--- START ---

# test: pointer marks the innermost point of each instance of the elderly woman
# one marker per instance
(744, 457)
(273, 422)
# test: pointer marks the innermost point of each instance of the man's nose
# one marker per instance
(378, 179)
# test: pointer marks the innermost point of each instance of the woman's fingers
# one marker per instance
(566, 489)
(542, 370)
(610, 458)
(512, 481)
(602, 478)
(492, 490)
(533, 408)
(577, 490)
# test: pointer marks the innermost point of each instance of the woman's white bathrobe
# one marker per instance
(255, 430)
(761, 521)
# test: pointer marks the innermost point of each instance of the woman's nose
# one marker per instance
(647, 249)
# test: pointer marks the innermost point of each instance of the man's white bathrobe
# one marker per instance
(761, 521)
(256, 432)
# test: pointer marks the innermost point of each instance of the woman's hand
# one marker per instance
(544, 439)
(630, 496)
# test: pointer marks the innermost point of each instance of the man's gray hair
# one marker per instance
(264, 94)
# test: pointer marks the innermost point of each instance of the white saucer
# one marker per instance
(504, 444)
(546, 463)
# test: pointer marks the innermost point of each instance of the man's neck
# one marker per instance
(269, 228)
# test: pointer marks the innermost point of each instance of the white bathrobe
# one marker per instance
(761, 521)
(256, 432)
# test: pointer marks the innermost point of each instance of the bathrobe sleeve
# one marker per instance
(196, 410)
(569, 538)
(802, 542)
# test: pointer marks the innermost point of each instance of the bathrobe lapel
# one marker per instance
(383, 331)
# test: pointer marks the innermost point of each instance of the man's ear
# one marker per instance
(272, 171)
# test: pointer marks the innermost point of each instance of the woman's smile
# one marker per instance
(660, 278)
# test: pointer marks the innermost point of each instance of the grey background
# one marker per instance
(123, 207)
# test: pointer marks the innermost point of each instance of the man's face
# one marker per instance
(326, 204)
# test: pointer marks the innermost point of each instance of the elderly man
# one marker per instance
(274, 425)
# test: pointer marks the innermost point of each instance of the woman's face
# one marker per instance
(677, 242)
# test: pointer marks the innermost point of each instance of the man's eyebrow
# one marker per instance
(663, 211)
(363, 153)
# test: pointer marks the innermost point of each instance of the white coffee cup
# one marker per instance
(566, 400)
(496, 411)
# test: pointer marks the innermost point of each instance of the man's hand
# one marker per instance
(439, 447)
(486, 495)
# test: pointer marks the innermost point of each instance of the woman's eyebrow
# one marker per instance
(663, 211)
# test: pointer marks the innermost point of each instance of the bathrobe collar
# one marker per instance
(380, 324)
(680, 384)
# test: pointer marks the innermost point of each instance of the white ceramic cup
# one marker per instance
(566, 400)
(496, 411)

--- END ---

### EXERCISE TASK
Copy out all of the records above line for line, without changing a single character.

### WRITTEN RESPONSE
# test: pointer marks the innermost point of each instance of the elderly woman
# one marker per instance
(744, 457)
(273, 422)
# test: pointer marks the innermost point of each instance of the man's nose
# one marker per instance
(378, 179)
# test: pointer marks the innermost point of each instance of the woman's fingers
# one marker per instance
(566, 489)
(542, 370)
(610, 458)
(512, 481)
(602, 478)
(492, 490)
(533, 408)
(577, 490)
# test: pointer marks the innermost point of each instance of the woman's white bathrobe
# one marker per instance
(255, 430)
(761, 521)
# test: pointer marks the innermost point of each instance of the woman's nose
# one marker per instance
(647, 249)
# test: pointer marks the innermost point of each instance of the man's white bathrobe
# one marker per instance
(761, 521)
(256, 432)
# test: pointer marks the innermost point of each instance of the woman's hand
# one marker per instance
(544, 439)
(630, 496)
# test: pointer marks the innermost point of each instance of the man's gray hair
# one marker per instance
(264, 94)
# test: pointer marks the innermost point of each instance of the white saucer
# one marker per instance
(504, 444)
(546, 463)
# test: pointer marks the innermost point of each instance of the man's neck
# one marker per instance
(269, 228)
# test: pointer marks the innermost point of each instance of the white bathrobe
# one marker per instance
(761, 521)
(256, 432)
# test: pointer marks the innermost point of each instance of the bathrobe sleeve
# one marker per instance
(196, 410)
(569, 538)
(802, 542)
# test: pointer marks the innermost point of each instance of the bathrobe lapel
# one marker per instance
(383, 331)
# test: pointer marks the innermost point of each instance of the man's ear
# one marker per instance
(272, 171)
# test: pointer marks the innermost point of each instance of the woman's smile
# one marker per instance
(660, 278)
# test: pointer marks the innermost point of each instance of the grey background
# one marker per instance
(123, 207)
# test: pointer marks the innermost point of each instance of the man's face
# one marker per instance
(326, 204)
# test: pointer marks the innermost point of each instance of the elderly man
# one marker per instance
(274, 425)
# test: pointer marks the innermost point of each instance of the woman's face
# one marker per instance
(677, 242)
# test: pointer marks the innermost point of each instance of the man's eyebrow
# one marker per instance
(663, 211)
(363, 153)
# test: pointer marks the innermost point of each instance of the white coffee cup
# one marker per instance
(566, 400)
(496, 411)
# test: pointer marks the innermost point of each instance of the man's hand
# one marker per instance
(439, 447)
(486, 495)
# test: pointer marks the innermost point of each instance of the woman's eyebrow
# one marker per instance
(663, 211)
# test: pointer marks the innermost point of each instance of the bathrobe collar
# one marker per instance
(380, 324)
(680, 384)
# test: pointer marks the innermost point of each instance of the white ceramic cup
# one marker per instance
(566, 400)
(496, 411)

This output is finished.